:: ページ抜粋 ::

マイアミから90分ほどの飛行で首都ジョージタウンがあるグランドケイマン島の上空にやってきました。


島の入り江には巨大な客船が停泊しており、中ではきっとセレブたちがパーティーを繰り広げているはずです、たぶん……きっと。


空港に着陸。


飛行機からタラップを降りて、滑走路を歩いて空港のビルに向かいます。


巨額の経済事件の舞台という割にはあまりにも爽やかな南国の景色。


パスポートチェックの列はこんな感じ。


ロビーに出ると、ツーリストインフォメーションを発見。


まずは、市内のマップをゲット。


空港を出てすぐの景色はこうなっています。辺りには敏腕投資家もセレブも1人としておらず、のんびりとした田舎の景色が広がっているのみ。


タクシーカウンターでお金を払って島の中心地であるジョージタウンに向かいます。

:::
:: 保存データ ::

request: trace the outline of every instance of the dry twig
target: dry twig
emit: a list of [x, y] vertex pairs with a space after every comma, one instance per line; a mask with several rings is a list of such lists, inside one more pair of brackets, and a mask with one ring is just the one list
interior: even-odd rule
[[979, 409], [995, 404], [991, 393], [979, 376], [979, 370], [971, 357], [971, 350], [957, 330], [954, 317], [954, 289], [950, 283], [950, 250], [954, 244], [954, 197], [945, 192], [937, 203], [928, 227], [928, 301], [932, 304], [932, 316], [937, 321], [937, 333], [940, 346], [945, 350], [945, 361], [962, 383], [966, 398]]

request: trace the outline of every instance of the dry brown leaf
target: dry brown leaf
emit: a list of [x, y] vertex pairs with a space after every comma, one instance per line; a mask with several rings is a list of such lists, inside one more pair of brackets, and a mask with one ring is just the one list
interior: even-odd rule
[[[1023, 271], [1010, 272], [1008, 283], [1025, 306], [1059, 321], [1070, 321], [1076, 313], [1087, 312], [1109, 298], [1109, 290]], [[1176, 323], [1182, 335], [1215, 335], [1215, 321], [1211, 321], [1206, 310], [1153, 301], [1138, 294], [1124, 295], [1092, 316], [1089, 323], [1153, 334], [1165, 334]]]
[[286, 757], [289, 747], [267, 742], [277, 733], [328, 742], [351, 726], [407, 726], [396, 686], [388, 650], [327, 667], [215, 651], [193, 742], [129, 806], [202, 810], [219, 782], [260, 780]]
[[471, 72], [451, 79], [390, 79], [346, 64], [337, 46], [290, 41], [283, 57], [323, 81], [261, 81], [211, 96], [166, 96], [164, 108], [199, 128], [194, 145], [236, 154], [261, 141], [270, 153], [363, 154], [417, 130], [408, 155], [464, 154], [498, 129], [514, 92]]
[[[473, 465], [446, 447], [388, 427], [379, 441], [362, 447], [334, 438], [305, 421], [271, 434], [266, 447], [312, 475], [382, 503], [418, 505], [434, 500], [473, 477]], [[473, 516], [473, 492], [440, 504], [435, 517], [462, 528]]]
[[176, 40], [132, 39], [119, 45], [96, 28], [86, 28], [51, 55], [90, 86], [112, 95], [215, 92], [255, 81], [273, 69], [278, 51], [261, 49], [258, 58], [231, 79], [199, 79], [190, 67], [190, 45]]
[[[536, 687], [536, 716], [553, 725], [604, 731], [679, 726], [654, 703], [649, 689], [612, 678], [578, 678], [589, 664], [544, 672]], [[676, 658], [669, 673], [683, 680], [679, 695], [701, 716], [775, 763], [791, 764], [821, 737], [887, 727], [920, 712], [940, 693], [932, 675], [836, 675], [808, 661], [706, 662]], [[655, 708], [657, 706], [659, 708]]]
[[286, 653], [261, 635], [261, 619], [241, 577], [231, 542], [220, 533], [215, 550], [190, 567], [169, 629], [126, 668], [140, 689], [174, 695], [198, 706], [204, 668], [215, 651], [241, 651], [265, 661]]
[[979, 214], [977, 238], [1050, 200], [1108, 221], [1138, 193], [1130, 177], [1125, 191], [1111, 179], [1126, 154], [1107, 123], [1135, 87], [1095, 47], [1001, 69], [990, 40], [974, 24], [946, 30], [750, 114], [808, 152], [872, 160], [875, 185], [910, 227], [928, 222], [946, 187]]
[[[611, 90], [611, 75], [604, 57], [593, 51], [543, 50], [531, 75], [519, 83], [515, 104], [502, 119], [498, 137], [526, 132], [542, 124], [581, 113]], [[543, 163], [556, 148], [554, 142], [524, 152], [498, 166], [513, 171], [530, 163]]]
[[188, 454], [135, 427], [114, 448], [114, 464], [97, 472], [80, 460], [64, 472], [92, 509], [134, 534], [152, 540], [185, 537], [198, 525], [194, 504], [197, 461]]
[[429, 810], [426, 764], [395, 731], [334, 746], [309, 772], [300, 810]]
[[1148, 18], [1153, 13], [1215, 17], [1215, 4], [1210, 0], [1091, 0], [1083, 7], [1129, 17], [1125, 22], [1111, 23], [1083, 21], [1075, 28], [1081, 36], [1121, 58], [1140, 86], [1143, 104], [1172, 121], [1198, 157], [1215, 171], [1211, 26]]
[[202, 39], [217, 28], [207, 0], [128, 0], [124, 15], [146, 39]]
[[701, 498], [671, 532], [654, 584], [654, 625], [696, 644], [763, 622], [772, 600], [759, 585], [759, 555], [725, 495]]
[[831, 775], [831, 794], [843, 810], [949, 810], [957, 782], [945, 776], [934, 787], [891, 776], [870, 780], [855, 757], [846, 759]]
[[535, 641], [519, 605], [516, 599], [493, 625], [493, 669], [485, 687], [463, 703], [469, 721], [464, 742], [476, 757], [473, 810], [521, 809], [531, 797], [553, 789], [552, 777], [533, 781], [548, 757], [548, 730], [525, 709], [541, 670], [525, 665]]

:::

**課題 1:** エントリーのうち、「request: trace the outline of every instance of the dry brown」を含む行から「target: dry brown leaf」を含む行までの全行を、1行を1つの文字列とするJSONのリストに整形せよ。空行は除く。
**課題 2:** グランドケイマン島の紀行文を、最後の文の後から書き継げ。
グランドケイマン島の紀行文とエントリーは互いに関係がない。

**解答 1:**
[
  "request: trace the outline of every instance of the dry brown leaf",
  "target: dry brown leaf"
]

**解答 2:**
ものすごくテンションの高いアフリカ系のおばちゃんがドライバー。


移動距離は3~4kmで、料金は18USドル(1476円前後)。


車窓からの景色はこんな感じ。


ビルもなければコンビニもないのどかな景色が続きます。


というわけで、ジョージタウンの街中を歩いて見つけたものは以下の通り。

セレブや石油王の代わりにニワトリが道路をかっ歩しています。


トカゲも発見。


ちょっと見慣れないフォントで書かれた看板が掲げられたケンタッキー。


国際郵便サービスのフェデックス。


旅行客向けとみられる高級時計ブランドのロレックス。


音楽と食事が楽しめるハードロックカフェ。


大型バイクの有名ブランド、ハーレーダビットソンの店舗。


街中をスケートボードで走って行く少年。石油王やセレブは一体どこにいるのでしょうか……。


謎のトカゲ像。


またしてもニワトリ。


海辺の景色。


海沿いの道路。特に高級車がたくさん走っている様子はありません。


潜水艦。


ジョージタウンの中心と思われるエリアで郵便局を発見。


建物の外側、道路のすぐ脇にズラリと並ぶ私書箱。


壁に取り付けられたプレートには「KY1-1103」と書かれており、これがこの棚の住所。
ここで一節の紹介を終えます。